Text passage >>

§

01 August 2016

Spreadsheet to GeoJSON: Part 2, in which I do not re-invent the wheel

My last post was about doing a simple, but automated conversion of our growing Google sheet of Roman temples into GeoJSON. At the end, I noted that there were some existing methods for doing that, and in the interim I’ve been exploring those a bit.

Most of them involve some kind of javascript and are designed for use on websites (or with node). That’s pretty nice in some circumstances, and in fact I’ve been playing around with them, trying to improve my leaflet.js skills in the process.

However I’m still interested in being able to download our data and convert all of it to GeoJSON which gets posted to GitHub, for which javascript isn’t ideal (and I think I could make it work, if I knew js better), but there is some software out there that means I don’t have to worry about the actual conversion from sheet to json, though I do have to do some clean up. Ideally the script will not require any interaction, and it will convert all the data we have into GeoJSON, not just the bits that I tell it about. This will let us add and delete columns in the sheet without worrying about whether it will screw up the conversion.

The Details

Temples and Mithraea around Rome.
Temples and mithraea mapped in the area of Rome.
I settled on the nifty ogr2ogr utility from GDAL, the Geospatial Data Abstraction Library, to do the conversion (or conversions, as it turned out), and still did some cleanup with jq and the usual text-manipulation tools. The script was written in bash, so it can be run from the command line (or automatically via cron, or LaunchDaemon these days, I guess). Here’s how the script goes:
  1. Download the sheet from Google as xml: https://spreadsheets.google.com/feeds/list/key/1/public/values, where key is the key for the sheet. Pretty sure that I can get csv if I authenticate to Google, but I couldn’t figure out how to do that in a timely way, so I stuck with the public feed. When I tried to download those versions via the browser, it did work, likely because I’m logged into Google services all the time, but possibly because Google doesn’t like people using curl to get data, but will allow a real browser to. In either case, I didn’t want to have to rely on the browser for this, so I stuck with what I could get via the command line.

§

(Entries from a dataset)

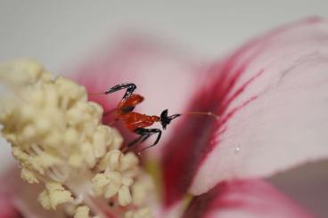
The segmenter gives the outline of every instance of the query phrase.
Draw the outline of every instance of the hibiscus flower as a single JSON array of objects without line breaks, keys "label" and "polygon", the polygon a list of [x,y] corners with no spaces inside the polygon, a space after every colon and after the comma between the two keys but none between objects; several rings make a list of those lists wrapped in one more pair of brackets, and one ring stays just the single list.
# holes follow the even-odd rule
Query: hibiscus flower
[{"label": "hibiscus flower", "polygon": [[[5,77],[9,71],[39,72],[30,74],[33,81],[29,77],[20,81],[13,77],[13,84],[27,87],[18,95],[29,103],[40,103],[43,99],[42,94],[29,95],[40,84],[49,93],[45,101],[49,107],[54,107],[49,101],[54,95],[65,99],[61,101],[65,102],[61,104],[65,109],[61,114],[40,110],[32,116],[31,109],[25,111],[19,104],[14,109],[9,107],[10,111],[20,111],[19,116],[9,113],[10,117],[1,119],[3,133],[20,162],[21,176],[29,182],[45,183],[38,197],[45,208],[71,211],[76,217],[312,216],[260,178],[325,158],[328,154],[324,147],[328,141],[326,20],[308,19],[280,28],[211,64],[196,61],[181,51],[172,55],[169,45],[160,48],[149,41],[133,40],[122,44],[85,62],[71,78],[89,93],[134,82],[137,93],[146,97],[137,110],[147,114],[168,109],[172,113],[211,111],[219,118],[176,118],[160,144],[147,150],[138,164],[133,152],[119,150],[119,133],[100,123],[101,118],[103,124],[111,123],[111,116],[102,117],[102,110],[115,107],[119,93],[90,95],[88,101],[83,87],[64,78],[52,80],[36,63],[31,67],[24,61],[19,67],[15,62],[15,68],[2,66],[1,77],[6,81],[12,80]],[[70,106],[70,101],[78,107]],[[74,109],[67,111],[70,107]],[[29,122],[41,126],[42,133],[17,130],[27,122],[20,116],[37,117]],[[54,127],[44,122],[46,119],[42,116],[51,117]],[[61,119],[61,116],[70,119]],[[94,126],[92,131],[90,126]],[[117,128],[128,141],[131,134],[119,125]],[[93,142],[78,141],[70,149],[81,129]],[[10,134],[12,130],[24,134],[15,138]],[[44,137],[45,133],[51,137]],[[35,134],[42,141],[33,141]],[[24,152],[29,155],[26,158]],[[30,157],[38,158],[30,161]],[[148,174],[152,174],[153,182]],[[17,182],[16,178],[3,182],[0,202],[8,210],[1,217],[40,214],[29,206],[30,200],[22,200],[21,190],[14,185]],[[50,214],[45,215],[48,212],[40,213],[50,217]]]}]

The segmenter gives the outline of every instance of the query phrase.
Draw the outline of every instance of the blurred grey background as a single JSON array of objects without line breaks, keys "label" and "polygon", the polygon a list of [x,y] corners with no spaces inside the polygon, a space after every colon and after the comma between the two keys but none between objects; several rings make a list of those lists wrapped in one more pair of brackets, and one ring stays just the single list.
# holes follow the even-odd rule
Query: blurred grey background
[{"label": "blurred grey background", "polygon": [[[81,55],[141,32],[212,60],[253,36],[302,18],[328,16],[328,1],[0,1],[0,61],[33,57],[60,72]],[[1,141],[0,169],[12,161]],[[274,176],[301,205],[328,216],[327,162]]]}]

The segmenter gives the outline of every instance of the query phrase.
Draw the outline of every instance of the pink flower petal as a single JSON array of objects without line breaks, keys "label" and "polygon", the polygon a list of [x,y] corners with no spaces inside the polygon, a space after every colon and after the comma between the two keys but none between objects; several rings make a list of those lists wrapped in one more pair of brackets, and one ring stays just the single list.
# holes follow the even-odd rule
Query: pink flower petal
[{"label": "pink flower petal", "polygon": [[4,193],[0,193],[0,218],[20,217],[22,216],[14,206],[12,198]]},{"label": "pink flower petal", "polygon": [[184,218],[306,218],[313,215],[260,180],[231,181],[195,197]]},{"label": "pink flower petal", "polygon": [[326,157],[328,22],[310,19],[246,44],[209,70],[188,118],[166,145],[168,206],[190,189],[204,193],[231,178],[271,175]]},{"label": "pink flower petal", "polygon": [[[88,93],[100,93],[121,83],[135,83],[135,93],[145,97],[136,107],[136,112],[159,116],[164,109],[179,113],[185,108],[191,93],[199,82],[195,76],[202,64],[177,50],[172,44],[160,44],[143,36],[121,37],[115,45],[106,46],[75,70],[71,77],[85,85]],[[104,111],[117,106],[124,91],[109,95],[90,95],[91,101],[100,103]],[[103,123],[114,125],[124,135],[125,142],[136,137],[128,133],[120,122],[112,123],[112,116],[103,117]],[[176,123],[176,122],[174,122]],[[162,135],[158,151],[168,139],[171,128]],[[150,139],[152,140],[152,139]],[[144,143],[151,143],[149,141]]]}]

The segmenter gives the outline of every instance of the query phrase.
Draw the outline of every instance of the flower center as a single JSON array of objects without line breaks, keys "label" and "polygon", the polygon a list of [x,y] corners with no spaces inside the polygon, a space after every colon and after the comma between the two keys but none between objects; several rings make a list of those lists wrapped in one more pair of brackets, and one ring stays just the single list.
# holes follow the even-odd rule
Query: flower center
[{"label": "flower center", "polygon": [[0,80],[11,93],[1,102],[2,135],[21,178],[45,184],[43,207],[74,217],[152,217],[152,180],[134,153],[119,150],[122,137],[101,124],[102,108],[83,86],[53,79],[30,60],[0,65]]}]

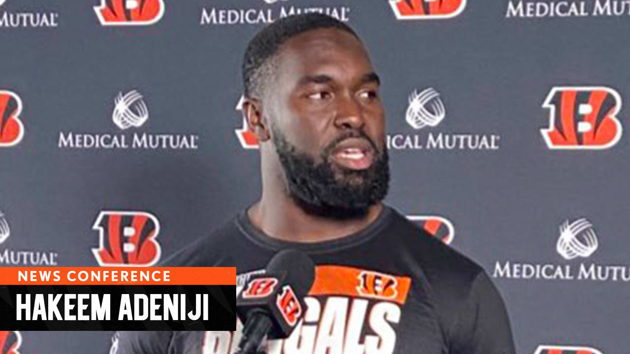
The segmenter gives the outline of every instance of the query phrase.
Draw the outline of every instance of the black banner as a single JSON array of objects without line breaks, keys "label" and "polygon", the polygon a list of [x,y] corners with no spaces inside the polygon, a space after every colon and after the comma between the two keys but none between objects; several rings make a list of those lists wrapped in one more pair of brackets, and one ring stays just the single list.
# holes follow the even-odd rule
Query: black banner
[{"label": "black banner", "polygon": [[234,331],[236,291],[235,285],[4,285],[0,329]]}]

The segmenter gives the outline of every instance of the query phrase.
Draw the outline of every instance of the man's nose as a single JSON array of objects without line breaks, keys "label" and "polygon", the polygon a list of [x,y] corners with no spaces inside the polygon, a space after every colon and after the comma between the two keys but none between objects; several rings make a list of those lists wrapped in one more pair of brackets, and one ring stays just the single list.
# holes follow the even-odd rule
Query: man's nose
[{"label": "man's nose", "polygon": [[350,95],[340,95],[336,101],[335,125],[340,129],[360,129],[365,123],[361,103]]}]

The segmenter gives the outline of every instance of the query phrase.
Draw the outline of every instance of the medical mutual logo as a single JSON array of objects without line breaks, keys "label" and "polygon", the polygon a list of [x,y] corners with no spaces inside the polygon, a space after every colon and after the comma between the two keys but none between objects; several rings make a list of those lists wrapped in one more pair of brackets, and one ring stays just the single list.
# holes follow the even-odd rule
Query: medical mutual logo
[{"label": "medical mutual logo", "polygon": [[348,6],[325,6],[304,0],[237,0],[226,4],[220,7],[202,8],[200,25],[268,24],[278,18],[309,13],[321,13],[347,22],[351,9]]},{"label": "medical mutual logo", "polygon": [[[8,218],[4,213],[0,212],[0,266],[56,266],[59,254],[57,252],[50,251],[40,251],[35,249],[16,249],[11,246],[15,244],[13,230],[9,226]],[[19,226],[16,227],[18,229]],[[14,233],[14,232],[13,232]],[[20,242],[19,237],[17,239]]]},{"label": "medical mutual logo", "polygon": [[[196,150],[197,134],[139,131],[149,120],[149,105],[137,89],[120,91],[112,100],[111,122],[121,132],[60,132],[59,149]],[[105,116],[104,116],[105,117]]]},{"label": "medical mutual logo", "polygon": [[414,129],[435,127],[446,117],[446,108],[440,99],[440,94],[433,88],[416,90],[409,96],[406,120]]},{"label": "medical mutual logo", "polygon": [[23,8],[26,8],[22,3],[20,0],[0,0],[0,6],[2,6],[0,8],[0,28],[41,28],[59,26],[59,13],[49,11],[33,12],[30,8],[29,11],[22,11]]},{"label": "medical mutual logo", "polygon": [[142,95],[132,90],[123,95],[122,92],[114,100],[112,120],[118,128],[125,130],[131,127],[139,128],[149,119],[149,108],[142,100]]},{"label": "medical mutual logo", "polygon": [[[521,280],[630,282],[630,266],[588,261],[599,247],[595,228],[585,217],[560,224],[556,251],[564,261],[497,261],[493,277]],[[579,261],[579,263],[578,263]]]},{"label": "medical mutual logo", "polygon": [[408,98],[405,121],[416,134],[397,132],[387,135],[390,150],[498,150],[500,135],[491,133],[453,134],[440,131],[449,117],[445,100],[433,88],[414,89]]},{"label": "medical mutual logo", "polygon": [[596,249],[597,235],[588,220],[578,219],[570,224],[566,220],[560,226],[556,250],[565,260],[588,258]]}]

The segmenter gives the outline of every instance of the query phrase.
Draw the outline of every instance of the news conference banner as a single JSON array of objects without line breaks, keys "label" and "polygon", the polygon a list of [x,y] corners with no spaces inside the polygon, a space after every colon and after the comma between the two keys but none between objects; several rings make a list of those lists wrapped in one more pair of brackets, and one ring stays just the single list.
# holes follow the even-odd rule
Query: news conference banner
[{"label": "news conference banner", "polygon": [[0,268],[0,329],[234,331],[234,267]]}]

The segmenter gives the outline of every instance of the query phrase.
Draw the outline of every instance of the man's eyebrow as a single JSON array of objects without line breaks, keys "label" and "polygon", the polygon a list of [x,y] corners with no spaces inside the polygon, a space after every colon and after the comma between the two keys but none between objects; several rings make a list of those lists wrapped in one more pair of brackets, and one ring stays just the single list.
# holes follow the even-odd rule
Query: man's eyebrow
[{"label": "man's eyebrow", "polygon": [[299,86],[306,85],[308,84],[327,84],[333,81],[333,78],[328,75],[314,75],[312,76],[304,76],[297,82]]},{"label": "man's eyebrow", "polygon": [[379,77],[379,76],[374,71],[361,77],[362,84],[367,84],[369,83],[376,83],[376,84],[380,85],[381,77]]},{"label": "man's eyebrow", "polygon": [[[325,74],[313,75],[304,76],[300,79],[297,84],[299,86],[306,85],[308,84],[328,84],[333,81],[333,78]],[[372,71],[369,74],[365,74],[361,76],[361,84],[367,84],[370,83],[376,83],[377,85],[381,84],[381,78]]]}]

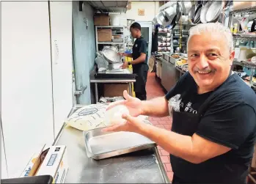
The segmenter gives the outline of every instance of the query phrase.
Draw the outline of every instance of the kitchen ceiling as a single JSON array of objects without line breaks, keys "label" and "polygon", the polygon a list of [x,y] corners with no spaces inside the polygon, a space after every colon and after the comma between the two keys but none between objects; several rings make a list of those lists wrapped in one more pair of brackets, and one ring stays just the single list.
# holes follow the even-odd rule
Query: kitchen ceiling
[{"label": "kitchen ceiling", "polygon": [[126,12],[128,1],[89,1],[89,4],[102,12]]}]

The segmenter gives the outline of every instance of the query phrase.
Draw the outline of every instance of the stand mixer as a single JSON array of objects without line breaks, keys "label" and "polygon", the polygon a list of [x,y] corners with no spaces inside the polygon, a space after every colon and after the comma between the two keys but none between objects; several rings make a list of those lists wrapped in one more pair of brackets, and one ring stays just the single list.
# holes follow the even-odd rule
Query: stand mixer
[{"label": "stand mixer", "polygon": [[106,73],[130,73],[127,69],[122,69],[122,65],[125,59],[118,53],[109,48],[104,48],[101,52],[105,60],[109,63],[109,70]]}]

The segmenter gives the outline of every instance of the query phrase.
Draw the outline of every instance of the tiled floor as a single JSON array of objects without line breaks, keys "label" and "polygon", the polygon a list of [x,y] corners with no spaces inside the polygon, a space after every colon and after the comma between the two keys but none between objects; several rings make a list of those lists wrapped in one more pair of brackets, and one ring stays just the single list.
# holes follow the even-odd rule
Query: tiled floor
[{"label": "tiled floor", "polygon": [[[155,78],[155,73],[149,73],[147,75],[147,81],[146,85],[147,98],[150,100],[153,97],[161,97],[164,95],[164,91],[161,85],[156,81]],[[170,130],[172,128],[172,119],[169,117],[149,117],[150,122],[155,126]],[[169,180],[172,182],[173,172],[172,166],[169,161],[169,154],[163,148],[158,146],[161,159],[164,163],[165,171]]]}]

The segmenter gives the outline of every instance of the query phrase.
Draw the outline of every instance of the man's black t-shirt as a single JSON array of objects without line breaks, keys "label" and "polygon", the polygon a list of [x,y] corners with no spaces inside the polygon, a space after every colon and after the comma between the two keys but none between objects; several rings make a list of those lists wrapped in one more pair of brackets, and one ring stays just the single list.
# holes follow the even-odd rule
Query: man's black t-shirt
[{"label": "man's black t-shirt", "polygon": [[133,68],[135,70],[140,68],[142,65],[145,65],[147,67],[147,43],[142,36],[137,38],[134,42],[132,54],[133,59],[135,60],[139,58],[142,53],[146,54],[146,59],[143,62],[133,65]]},{"label": "man's black t-shirt", "polygon": [[174,170],[174,174],[190,183],[244,183],[256,138],[255,92],[236,74],[229,76],[213,92],[198,95],[197,89],[194,78],[186,73],[166,98],[173,111],[198,114],[202,104],[213,95],[200,114],[195,133],[231,150],[202,163],[188,162],[194,168],[189,179],[183,172],[175,173]]}]

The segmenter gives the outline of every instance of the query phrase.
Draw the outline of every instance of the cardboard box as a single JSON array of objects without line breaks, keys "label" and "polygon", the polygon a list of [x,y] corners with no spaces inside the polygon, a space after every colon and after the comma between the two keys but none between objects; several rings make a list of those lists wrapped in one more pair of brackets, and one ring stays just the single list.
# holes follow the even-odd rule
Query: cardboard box
[{"label": "cardboard box", "polygon": [[98,29],[98,42],[111,42],[112,30],[111,29]]},{"label": "cardboard box", "polygon": [[109,26],[109,15],[95,15],[94,25],[95,26]]},{"label": "cardboard box", "polygon": [[123,91],[127,90],[129,94],[129,84],[104,84],[104,97],[122,97]]},{"label": "cardboard box", "polygon": [[21,177],[51,175],[53,183],[64,183],[68,170],[66,146],[43,147],[40,154],[35,153]]},{"label": "cardboard box", "polygon": [[256,6],[255,1],[244,1],[241,0],[233,1],[233,10],[249,8],[255,6]]}]

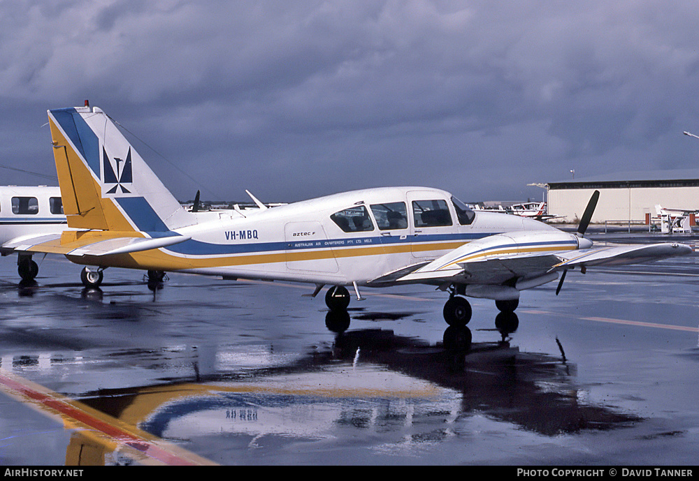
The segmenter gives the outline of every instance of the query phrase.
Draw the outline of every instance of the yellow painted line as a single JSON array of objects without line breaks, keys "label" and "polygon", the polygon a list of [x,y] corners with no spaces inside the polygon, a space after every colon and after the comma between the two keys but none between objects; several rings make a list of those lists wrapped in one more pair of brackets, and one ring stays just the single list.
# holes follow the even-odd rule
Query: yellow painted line
[{"label": "yellow painted line", "polygon": [[214,465],[179,446],[134,426],[93,409],[82,403],[0,369],[0,390],[50,416],[58,416],[68,429],[113,451],[127,454],[144,464],[167,466]]},{"label": "yellow painted line", "polygon": [[[539,311],[537,309],[520,309],[520,312],[527,314],[545,314],[549,316],[557,316],[558,313],[549,311]],[[652,327],[654,329],[666,329],[672,331],[686,331],[688,332],[699,332],[699,327],[691,327],[690,326],[681,326],[675,324],[660,324],[658,323],[646,323],[641,320],[628,320],[628,319],[615,319],[614,318],[599,318],[599,317],[581,317],[578,318],[581,320],[593,320],[596,323],[608,323],[610,324],[621,324],[624,325],[637,326],[639,327]]]},{"label": "yellow painted line", "polygon": [[644,323],[640,320],[626,320],[625,319],[612,319],[610,318],[580,318],[583,320],[594,320],[598,323],[612,323],[614,324],[625,324],[626,325],[640,326],[641,327],[655,327],[656,329],[669,329],[675,331],[688,331],[699,332],[699,327],[679,326],[672,324],[658,324],[657,323]]}]

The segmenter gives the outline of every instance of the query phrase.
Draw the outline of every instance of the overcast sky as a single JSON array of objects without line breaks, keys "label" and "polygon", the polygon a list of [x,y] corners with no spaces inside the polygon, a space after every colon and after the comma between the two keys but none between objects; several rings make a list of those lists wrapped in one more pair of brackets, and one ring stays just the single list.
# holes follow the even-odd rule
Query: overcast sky
[{"label": "overcast sky", "polygon": [[46,110],[87,98],[181,200],[694,168],[698,26],[696,0],[0,0],[0,165],[55,175]]}]

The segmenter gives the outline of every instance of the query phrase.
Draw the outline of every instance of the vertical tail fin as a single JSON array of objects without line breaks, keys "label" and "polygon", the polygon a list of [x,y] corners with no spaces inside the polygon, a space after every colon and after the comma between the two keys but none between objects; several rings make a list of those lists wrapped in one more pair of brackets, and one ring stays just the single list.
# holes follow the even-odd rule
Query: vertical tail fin
[{"label": "vertical tail fin", "polygon": [[165,232],[194,223],[101,109],[52,110],[48,118],[69,226]]}]

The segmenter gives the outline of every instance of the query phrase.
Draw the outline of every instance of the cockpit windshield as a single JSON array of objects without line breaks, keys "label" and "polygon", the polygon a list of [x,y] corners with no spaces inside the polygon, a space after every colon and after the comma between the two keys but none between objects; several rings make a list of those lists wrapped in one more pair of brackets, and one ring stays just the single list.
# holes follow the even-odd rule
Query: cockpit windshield
[{"label": "cockpit windshield", "polygon": [[470,225],[473,222],[473,219],[476,217],[476,213],[456,197],[452,197],[452,203],[454,204],[454,208],[456,211],[456,218],[459,219],[459,223],[461,225]]}]

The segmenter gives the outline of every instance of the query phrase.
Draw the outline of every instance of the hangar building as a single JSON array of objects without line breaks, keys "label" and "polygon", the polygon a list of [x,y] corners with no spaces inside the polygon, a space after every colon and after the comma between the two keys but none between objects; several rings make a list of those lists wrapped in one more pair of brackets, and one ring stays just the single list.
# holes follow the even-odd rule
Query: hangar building
[{"label": "hangar building", "polygon": [[593,223],[647,221],[656,216],[655,206],[699,210],[699,170],[653,170],[547,184],[549,214],[575,223],[594,191],[600,200]]}]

§

Complete the following >>
A - In the post on converting a spreadsheet to GeoJSON, why does the author want the script to convert all of the data rather than only selected parts? Answer in one to three sentences.
B - According to the spreadsheet-to-GeoJSON post, in what language was the conversion script written?
C - Pick up the spreadsheet-to-GeoJSON post right after its final sentence and keep writing.
These entries come from a source separate from the text.

Results of the tasks >>
A - The author wants the script to convert all of the data so that columns can be added to or deleted from the sheet without worrying about breaking the conversion.

B - It was written in bash.

C -
  2. Reformat and clean up the xml with tidy -xml -iq and then sed 's/gsx://g'. (Google really likes those gsx prefixes on the field names.)
  3. Use ogr2ogr to convert the xml to csv. ogr2ogr seems to need files to work on, so at this point I also stored the data in temporary files. (Happy to be wrong about the necessity for files, so let me know!)
  4. Now use ogr2ogr again, the time to convert the csv to GeoJSON. You’d think I could convert the xml directly to GeoJSON, but, again, I couldn’t figure that out (.vrt files) and so resorted to the double conversion. Help welcome!
  5. At this point, I do a little more clean up, getting rid of some fields from the xml that I don’t want (via grep, jq, and perl) and removing the false 0,0 coordinates that get generated instead of null when the sheet cells for longitude and latitude are empty.
  6. Finally I save the resultant file to my GitHub sync folder. I also generate a version that has only entries with coordinates, which can be mapped without complaints. That last is handled with jq and tr.
In the end then I’ve got a nice little script that does the job. Some improvements include getting ogr2ogr to do the xml-to-GeoJSON directly and using Google auth codes to avoid having to have a public sheet. One thing perhaps best left for another script is the creation of leaflet-related properties connected to how the icon gets displayed (icon color, image, etc.).

As usual the script is up on GitHub, where it’s annotated with more detail, and you can see the resultant map up there too (the area around Rome is shown in the image up above).